→ WHAT IS EXPECTED
Rewrite the items below as a numbered list, leaving out any blank lines and the picture.

→ INPUT MATERIAL
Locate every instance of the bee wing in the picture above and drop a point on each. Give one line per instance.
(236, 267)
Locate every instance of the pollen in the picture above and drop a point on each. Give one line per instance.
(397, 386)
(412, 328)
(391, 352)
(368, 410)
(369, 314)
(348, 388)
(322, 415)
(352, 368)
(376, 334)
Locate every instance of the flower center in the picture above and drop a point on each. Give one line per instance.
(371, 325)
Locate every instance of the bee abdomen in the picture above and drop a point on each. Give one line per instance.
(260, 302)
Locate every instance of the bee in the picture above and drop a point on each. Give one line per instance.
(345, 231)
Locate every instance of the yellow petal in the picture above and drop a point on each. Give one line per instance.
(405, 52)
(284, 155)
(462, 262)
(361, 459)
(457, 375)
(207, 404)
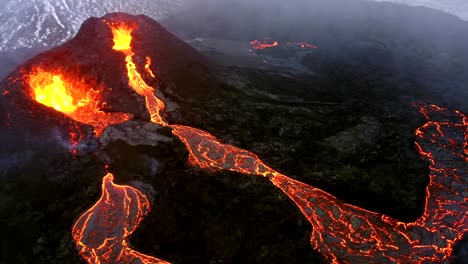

→ ANSWER TO THE EXERCISE
1. Locate every instance of the bee wing in the picture above and drop a point on each. Give one line per instance.
2. (236, 267)
3. Locate every instance of the pollen in the picture above and drop a point on each. Give one line per instance.
4. (397, 386)
5. (412, 328)
6. (391, 352)
7. (368, 410)
8. (369, 314)
9. (348, 388)
10. (322, 415)
11. (352, 368)
12. (376, 334)
13. Locate every instance of the flower center in the picture above and drop a point on each. Give one line per instance.
14. (371, 325)
15. Locate every instance of the bee abdomen in the picture above and drop a point on each. Give one line per instance.
16. (260, 302)
17. Locate every instance of the bee in the picture above and drop a point on each. Give one line per instance.
18. (345, 231)
19. Locate every instance of the yellow petal in the picture above and drop a point on each. Give one line per instance.
20. (405, 52)
21. (284, 155)
22. (462, 262)
23. (361, 459)
24. (457, 375)
25. (207, 404)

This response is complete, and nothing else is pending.